Entries taken from a collection
-- Opening Marker --

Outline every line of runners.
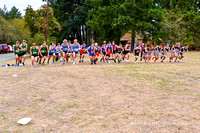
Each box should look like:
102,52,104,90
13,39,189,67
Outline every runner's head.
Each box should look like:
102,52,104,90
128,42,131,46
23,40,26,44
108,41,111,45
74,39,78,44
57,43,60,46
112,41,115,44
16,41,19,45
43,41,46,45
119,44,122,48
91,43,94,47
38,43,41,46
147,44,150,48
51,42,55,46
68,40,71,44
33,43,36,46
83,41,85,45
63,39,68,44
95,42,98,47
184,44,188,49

-- Closing Marker --
-- Opening Marker --

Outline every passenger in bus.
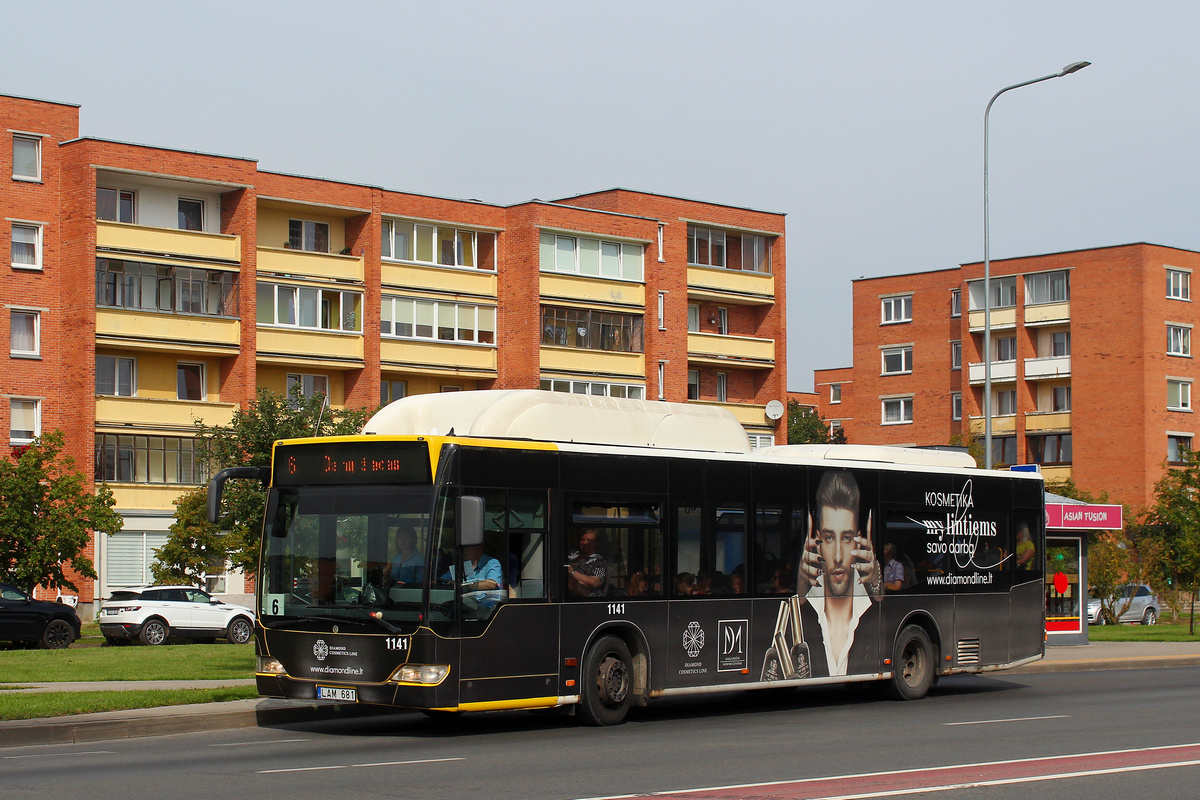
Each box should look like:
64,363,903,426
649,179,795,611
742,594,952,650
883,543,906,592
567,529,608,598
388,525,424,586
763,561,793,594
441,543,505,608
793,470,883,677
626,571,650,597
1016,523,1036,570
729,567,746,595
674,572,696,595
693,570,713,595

-- Closing Marker --

About this exercise: Read the entries and pick out all lines that include the word "every".

Exercise answer:
Outline every line of runners.
Outline every runner's head.
Outline every passenger in bus.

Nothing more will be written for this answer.